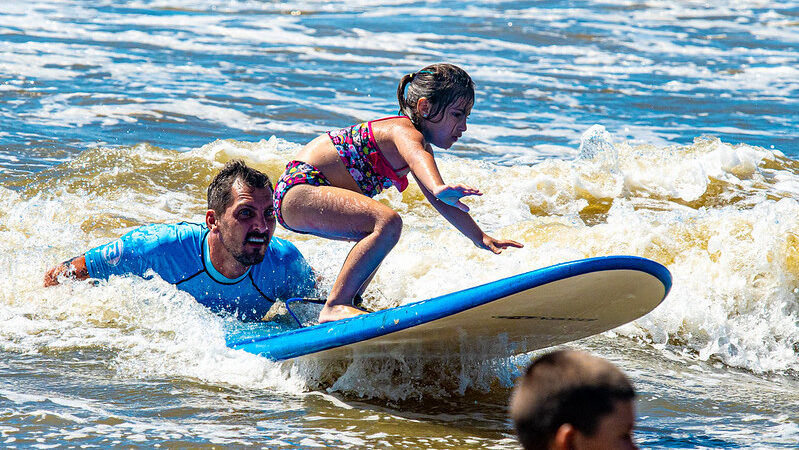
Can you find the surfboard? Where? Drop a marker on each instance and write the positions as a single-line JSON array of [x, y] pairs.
[[518, 314]]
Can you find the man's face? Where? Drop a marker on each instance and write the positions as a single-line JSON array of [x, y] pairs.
[[614, 431], [248, 223]]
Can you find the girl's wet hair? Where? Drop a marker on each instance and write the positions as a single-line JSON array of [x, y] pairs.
[[442, 84]]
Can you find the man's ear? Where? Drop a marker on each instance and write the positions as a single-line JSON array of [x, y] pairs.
[[564, 437], [210, 219]]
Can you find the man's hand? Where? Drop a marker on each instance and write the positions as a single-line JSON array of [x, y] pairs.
[[451, 194], [75, 269]]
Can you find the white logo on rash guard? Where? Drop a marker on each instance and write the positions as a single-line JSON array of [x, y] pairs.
[[112, 252]]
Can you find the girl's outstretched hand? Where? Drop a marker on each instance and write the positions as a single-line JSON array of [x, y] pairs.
[[497, 245], [451, 194]]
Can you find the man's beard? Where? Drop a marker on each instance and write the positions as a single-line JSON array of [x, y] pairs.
[[240, 255]]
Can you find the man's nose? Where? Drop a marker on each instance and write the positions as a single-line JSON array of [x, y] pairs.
[[261, 223]]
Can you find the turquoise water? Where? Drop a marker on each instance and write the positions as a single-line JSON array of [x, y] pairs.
[[117, 114]]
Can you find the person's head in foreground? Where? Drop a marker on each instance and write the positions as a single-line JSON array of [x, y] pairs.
[[569, 399]]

[Exercise requirements] Swap "girl's" for "child's" wherever it occurs in the records above, and write all the lines out again with nothing else altered and the pictures left out.

[The reply]
Can you find the surfboard? Where? Drop a marker on each instance and write the positions as a single-line JSON array of [x, y] pairs.
[[518, 314]]
Can you find the man's face? Where? Drop a marker on each instance and write the positions as a single-line JSON array of [x, y] pairs.
[[614, 431], [248, 223]]
Can you find the child's wet hair? Where? Drop a marker on each instance and write the positions as a single-line JSON array of [x, y] pairs.
[[442, 84]]
Can you find the man's ear? Where? Drop a marker on each instance and write the positions as a single-line JSON array of [x, y] pairs.
[[564, 437], [210, 219]]
Can you find the man's hand? Where? Drop a marker on each instance and write the positions as a single-line JSON array of [x, y] pairs.
[[451, 194], [75, 269]]
Can you find the white logo on rash guard? Where? Drop a marker on each instance and write the positions as a single-line JSON array of [x, y] pairs.
[[112, 252]]
Can you find the child's outstretched hand? Where? Drop a marker on each instance and write the positions as a single-line JSON array of [x, y] pairs.
[[497, 245], [451, 194]]
Can you find the man's beard? Where? Drop a marker on each instance and write the positions as a single-line JSON array of [x, y] pairs.
[[240, 255]]
Can you find the man's nose? Where? Drop a marker on each instance and write the positions as a single-line JSON array of [x, y] pairs.
[[261, 223]]
Can you find the turquoise water? Where? Drop a marker on each instance and write the positions as a single-line JSON array of [x, y] pairs.
[[117, 114]]
Can you find the person's head in foreground? Where? Drop a marker on each instance and write the positions as a single-line JSON array of [x, y] pairs.
[[569, 399]]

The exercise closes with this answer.